Your task:
Reproduce word for word the stretch of the comment on monitoring objectives in AutoGPT-like systems from "Seth Herd comments" through "same so far.".

Seth Herd comments on Aligned AI via monitoring objectives in AutoGPT-like systems

Seth Herd 24 May 2023 21:21 UTC
2 points
0
I’ve written about this in Capabilities and alignment of LLM cognitive architectures. I didn’t go into quite as much depth on alignment, but my conclusions are essentially identical to yours: there are ways this could go wrong, but it has a lot of promise. I think this approach has large upsides from working primarily in natural language, and that all other approaches have the same downsides and more.

This has also been addressed in Fabien Rogers’ The Translucent Thoughts Hypotheses and Their Implications

I’m working on another post that goes into more depth on the alignment implications, but the conclusions remain the same so far.

Dataset:
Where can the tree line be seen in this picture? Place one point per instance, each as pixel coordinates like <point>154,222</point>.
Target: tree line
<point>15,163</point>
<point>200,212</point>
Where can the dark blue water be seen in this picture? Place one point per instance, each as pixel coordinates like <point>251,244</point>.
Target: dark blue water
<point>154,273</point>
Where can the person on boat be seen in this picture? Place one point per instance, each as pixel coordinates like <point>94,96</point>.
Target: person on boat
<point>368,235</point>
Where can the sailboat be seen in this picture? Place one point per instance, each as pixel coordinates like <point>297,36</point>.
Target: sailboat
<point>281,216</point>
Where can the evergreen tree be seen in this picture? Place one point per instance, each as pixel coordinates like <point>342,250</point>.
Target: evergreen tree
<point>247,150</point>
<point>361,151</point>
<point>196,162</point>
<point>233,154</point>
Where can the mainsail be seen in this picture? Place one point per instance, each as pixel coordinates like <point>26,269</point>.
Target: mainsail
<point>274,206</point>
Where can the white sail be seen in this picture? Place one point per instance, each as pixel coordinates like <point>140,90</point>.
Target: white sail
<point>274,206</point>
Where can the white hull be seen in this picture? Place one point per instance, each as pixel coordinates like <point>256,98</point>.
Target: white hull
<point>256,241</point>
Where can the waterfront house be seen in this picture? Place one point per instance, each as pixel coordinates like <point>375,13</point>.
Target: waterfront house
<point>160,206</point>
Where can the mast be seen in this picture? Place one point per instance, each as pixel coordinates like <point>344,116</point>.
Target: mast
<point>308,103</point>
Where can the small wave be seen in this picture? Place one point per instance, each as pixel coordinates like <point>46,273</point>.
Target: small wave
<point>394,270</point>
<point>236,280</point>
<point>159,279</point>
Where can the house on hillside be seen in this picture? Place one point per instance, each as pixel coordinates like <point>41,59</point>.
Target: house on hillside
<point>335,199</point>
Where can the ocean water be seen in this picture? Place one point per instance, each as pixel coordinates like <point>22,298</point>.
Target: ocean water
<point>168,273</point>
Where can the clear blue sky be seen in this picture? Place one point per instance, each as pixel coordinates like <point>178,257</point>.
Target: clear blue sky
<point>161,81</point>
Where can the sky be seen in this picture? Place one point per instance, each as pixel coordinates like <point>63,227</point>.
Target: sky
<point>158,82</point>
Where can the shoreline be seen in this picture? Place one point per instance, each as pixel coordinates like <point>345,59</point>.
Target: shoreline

Exercise response:
Seth Herd comments on Aligned AI via monitoring objectives in AutoGPT-like systems

Seth Herd 24 May 2023 21:21 UTC
2 points
0
I’ve written about this in Capabilities and alignment of LLM cognitive architectures. I didn’t go into quite as much depth on alignment, but my conclusions are essentially identical to yours: there are ways this could go wrong, but it has a lot of promise. I think this approach has large upsides from working primarily in natural language, and that all other approaches have the same downsides and more.

This has also been addressed in Fabien Rogers’ The Translucent Thoughts Hypotheses and Their Implications

I’m working on another post that goes into more depth on the alignment implications, but the conclusions remain the same so far.